— begin Provided text —

Research of the group published in Nature: Seeing inside a single molecule with light

An international team, with the participation of the Donostia International Physics Center (DIPC) and the Centre of Materials Physics (CSIC-University of the Basque Country UPV/EHU), has resolved and identified, with a hitherto unprecedented resolution, a single organic molecule using light. The prestigious journal Nature has just published the research work, which opens doors to possible technological applications with biosensors.

Artist’s view of a light beam (green) illuminating a plasmonic cavity, which enhances the electromagnetic field at the cavity (red light). Thanks to this antenna effect, the vibrational map of a single molecule and its inner structure (shadow below the molecule) can be resolved and identified with unprecedented resolution with visible light.

A research work led by Prof. Zhenchao Dong at the University of Science and Technology of China, in Hefei, and in which Javier Aizpurua, head of the “Theory of Nanophotonics Group” at the DIPC and the CSIC-UPV/EHU has participated, has managed to resolve and identify for the first time a single organic molecule with a subnanometric-range resolution, using light. In the words of Javier Aizpurua: “We have been able to see <<inside>> a single molecule and identify what kind of molecule it is, simply by using light”. The results have been published in the last issue of the prestigious journal Nature.

— end Provided text —
— begin Given entries —

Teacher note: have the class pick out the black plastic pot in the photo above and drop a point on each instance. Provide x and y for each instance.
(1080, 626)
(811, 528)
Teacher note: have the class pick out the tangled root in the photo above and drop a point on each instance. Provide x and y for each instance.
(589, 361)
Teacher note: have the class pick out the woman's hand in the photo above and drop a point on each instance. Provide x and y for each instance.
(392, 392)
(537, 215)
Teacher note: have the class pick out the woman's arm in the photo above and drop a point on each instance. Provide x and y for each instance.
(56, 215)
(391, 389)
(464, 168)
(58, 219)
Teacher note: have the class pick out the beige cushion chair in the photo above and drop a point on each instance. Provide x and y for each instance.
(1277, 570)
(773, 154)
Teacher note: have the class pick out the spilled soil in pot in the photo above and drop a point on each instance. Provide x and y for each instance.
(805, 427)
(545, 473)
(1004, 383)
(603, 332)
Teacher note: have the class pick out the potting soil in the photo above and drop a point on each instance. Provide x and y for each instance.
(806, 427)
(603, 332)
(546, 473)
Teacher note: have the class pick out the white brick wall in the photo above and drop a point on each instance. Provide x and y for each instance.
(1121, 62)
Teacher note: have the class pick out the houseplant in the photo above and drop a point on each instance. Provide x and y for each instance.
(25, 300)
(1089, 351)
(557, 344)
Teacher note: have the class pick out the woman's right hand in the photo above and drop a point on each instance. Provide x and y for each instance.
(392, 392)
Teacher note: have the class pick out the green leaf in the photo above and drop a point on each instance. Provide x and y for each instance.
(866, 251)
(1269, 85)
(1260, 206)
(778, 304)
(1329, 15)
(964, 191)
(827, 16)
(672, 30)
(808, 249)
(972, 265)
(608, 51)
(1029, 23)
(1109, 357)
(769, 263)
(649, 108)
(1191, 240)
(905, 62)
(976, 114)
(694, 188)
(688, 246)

— end Given entries —

Required task A: Retype the single-molecule light imaging article in full, word for word.
Required task B: Echo every line of the records above, from the first record through the last, with no changes.

Correct result A:
Research of the group published in Nature: Seeing inside a single molecule with light

An international team, with the participation of the Donostia International Physics Center (DIPC) and the Centre of Materials Physics (CSIC-University of the Basque Country UPV/EHU), has resolved and identified, with a hitherto unprecedented resolution, a single organic molecule using light. The prestigious journal Nature has just published the research work, which opens doors to possible technological applications with biosensors.

Artist’s view of a light beam (green) illuminating a plasmonic cavity, which enhances the electromagnetic field at the cavity (red light). Thanks to this antenna effect, the vibrational map of a single molecule and its inner structure (shadow below the molecule) can be resolved and identified with unprecedented resolution with visible light.

A research work led by Prof. Zhenchao Dong at the University of Science and Technology of China, in Hefei, and in which Javier Aizpurua, head of the “Theory of Nanophotonics Group” at the DIPC and the CSIC-UPV/EHU has participated, has managed to resolve and identify for the first time a single organic molecule with a subnanometric-range resolution, using light. In the words of Javier Aizpurua: “We have been able to see <<inside>> a single molecule and identify what kind of molecule it is, simply by using light”. The results have been published in the last issue of the prestigious journal Nature.

Correct result B:
Teacher note: have the class pick out the black plastic pot in the photo above and drop a point on each instance. Provide x and y for each instance.
(1080, 626)
(811, 528)
Teacher note: have the class pick out the tangled root in the photo above and drop a point on each instance. Provide x and y for each instance.
(589, 361)
Teacher note: have the class pick out the woman's hand in the photo above and drop a point on each instance. Provide x and y for each instance.
(392, 392)
(537, 215)
Teacher note: have the class pick out the woman's arm in the photo above and drop a point on each instance. Provide x and y for each instance.
(56, 215)
(391, 389)
(464, 168)
(58, 219)
Teacher note: have the class pick out the beige cushion chair in the photo above and drop a point on each instance. Provide x and y for each instance.
(1277, 570)
(773, 154)
Teacher note: have the class pick out the spilled soil in pot in the photo above and drop a point on each instance. Provide x and y for each instance.
(805, 427)
(545, 473)
(1004, 383)
(603, 332)
Teacher note: have the class pick out the potting soil in the photo above and drop a point on each instance. Provide x and y for each instance.
(806, 427)
(603, 332)
(546, 473)
Teacher note: have the class pick out the white brick wall in the photo above and drop a point on each instance. Provide x and y for each instance.
(1121, 62)
Teacher note: have the class pick out the houseplant in the photo above and drop a point on each instance. Provide x and y for each instance.
(25, 300)
(1089, 351)
(557, 344)
Teacher note: have the class pick out the woman's right hand in the photo above and drop a point on each instance. Provide x and y for each instance.
(392, 392)
Teacher note: have the class pick out the green leaf in the photo above and drop a point on each instance. Provide x and y for each instance.
(866, 251)
(1269, 85)
(1260, 206)
(778, 304)
(1329, 15)
(964, 191)
(827, 16)
(672, 30)
(808, 249)
(972, 265)
(608, 51)
(1029, 23)
(1109, 357)
(769, 263)
(649, 108)
(1191, 240)
(905, 62)
(976, 114)
(694, 188)
(688, 246)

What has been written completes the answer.